# WORK INSTRUCTION A:
From the macronutrient text below, extract the part that opens with the words containing "A common starting" and closes with "while preserving muscle.". Copy it word for word.
# WORK INSTRUCTION B:
Please answer these questions using the macronutrient text below.
(i) What split does it suggest for someone focused on general health who isn't doing intense exercise?
(ii) What is the minimum recommended protein intake per pound of body weight per day?
(iii) What protein range per pound of body weight do most active people do better with?

# EXERCISE TEXT:
▶
A common starting split that works for most people who exercise regularly is 40% carbs, 30% protein, and 30% fat. If you’re focused on building muscle, you might push protein higher (closer to 30 to 35%) and keep carbs high to fuel your training. If your priority is general health and you’re not doing intense exercise, something like 50% carbs, 25% protein, and 25% fat keeps things simple and stays well within the recommended ranges.
A Note on Protein
The minimum recommended intake for protein is 0.36 grams per pound of body weight per day. For a 150-pound person, that’s only about 54 grams. But that number is a floor to prevent deficiency, not a target for optimal health or fitness. Most active people do better with 0.7 to 1 gram per pound of body weight, especially if they’re strength training or trying to lose fat while preserving muscle.
◀
# RECORD EXTRACTS:
▶
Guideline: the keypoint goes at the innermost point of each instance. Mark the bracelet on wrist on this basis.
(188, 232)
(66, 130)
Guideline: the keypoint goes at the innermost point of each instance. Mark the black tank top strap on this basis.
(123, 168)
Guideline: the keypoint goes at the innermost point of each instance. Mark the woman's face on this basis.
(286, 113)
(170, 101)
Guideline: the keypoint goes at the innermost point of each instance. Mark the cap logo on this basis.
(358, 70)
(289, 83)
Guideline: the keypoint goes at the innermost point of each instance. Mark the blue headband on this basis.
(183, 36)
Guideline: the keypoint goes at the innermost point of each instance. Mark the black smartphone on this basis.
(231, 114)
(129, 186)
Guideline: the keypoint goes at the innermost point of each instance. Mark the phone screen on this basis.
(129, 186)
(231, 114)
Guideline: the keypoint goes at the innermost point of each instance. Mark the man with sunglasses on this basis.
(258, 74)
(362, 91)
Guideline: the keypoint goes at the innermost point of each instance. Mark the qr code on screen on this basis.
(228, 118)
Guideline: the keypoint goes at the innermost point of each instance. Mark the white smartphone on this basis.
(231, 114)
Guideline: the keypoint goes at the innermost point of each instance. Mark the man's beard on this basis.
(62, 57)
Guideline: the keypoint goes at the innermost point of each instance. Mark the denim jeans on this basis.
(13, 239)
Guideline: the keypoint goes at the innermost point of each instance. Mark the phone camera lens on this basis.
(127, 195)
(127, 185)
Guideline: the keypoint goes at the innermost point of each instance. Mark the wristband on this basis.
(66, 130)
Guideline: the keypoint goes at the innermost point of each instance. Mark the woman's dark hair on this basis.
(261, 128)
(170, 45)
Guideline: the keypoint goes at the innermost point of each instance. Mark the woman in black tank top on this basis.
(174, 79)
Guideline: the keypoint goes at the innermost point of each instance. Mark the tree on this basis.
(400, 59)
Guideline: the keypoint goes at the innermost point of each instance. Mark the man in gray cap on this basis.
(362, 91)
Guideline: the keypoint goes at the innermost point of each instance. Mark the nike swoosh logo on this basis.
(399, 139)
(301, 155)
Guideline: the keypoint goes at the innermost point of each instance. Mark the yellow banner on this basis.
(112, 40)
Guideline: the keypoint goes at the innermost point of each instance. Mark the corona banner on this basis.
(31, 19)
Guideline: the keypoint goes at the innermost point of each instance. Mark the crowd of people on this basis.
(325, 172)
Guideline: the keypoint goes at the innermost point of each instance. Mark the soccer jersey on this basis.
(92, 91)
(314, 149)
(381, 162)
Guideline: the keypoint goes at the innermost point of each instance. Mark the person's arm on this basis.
◀
# WRITTEN SOLUTION A:
A common starting split that works for most people who exercise regularly is 40% carbs, 30% protein, and 30% fat. If you’re focused on building muscle, you might push protein higher (closer to 30 to 35%) and keep carbs high to fuel your training. If your priority is general health and you’re not doing intense exercise, something like 50% carbs, 25% protein, and 25% fat keeps things simple and stays well within the recommended ranges.
A Note on Protein
The minimum recommended intake for protein is 0.36 grams per pound of body weight per day. For a 150-pound person, that’s only about 54 grams. But that number is a floor to prevent deficiency, not a target for optimal health or fitness. Most active people do better with 0.7 to 1 gram per pound of body weight, especially if they’re strength training or trying to lose fat while preserving muscle.

# WRITTEN SOLUTION B:
(i) 50% carbs, 25% protein, and 25% fat.
(ii) 0.36 grams.
(iii) 0.7 to 1 gram.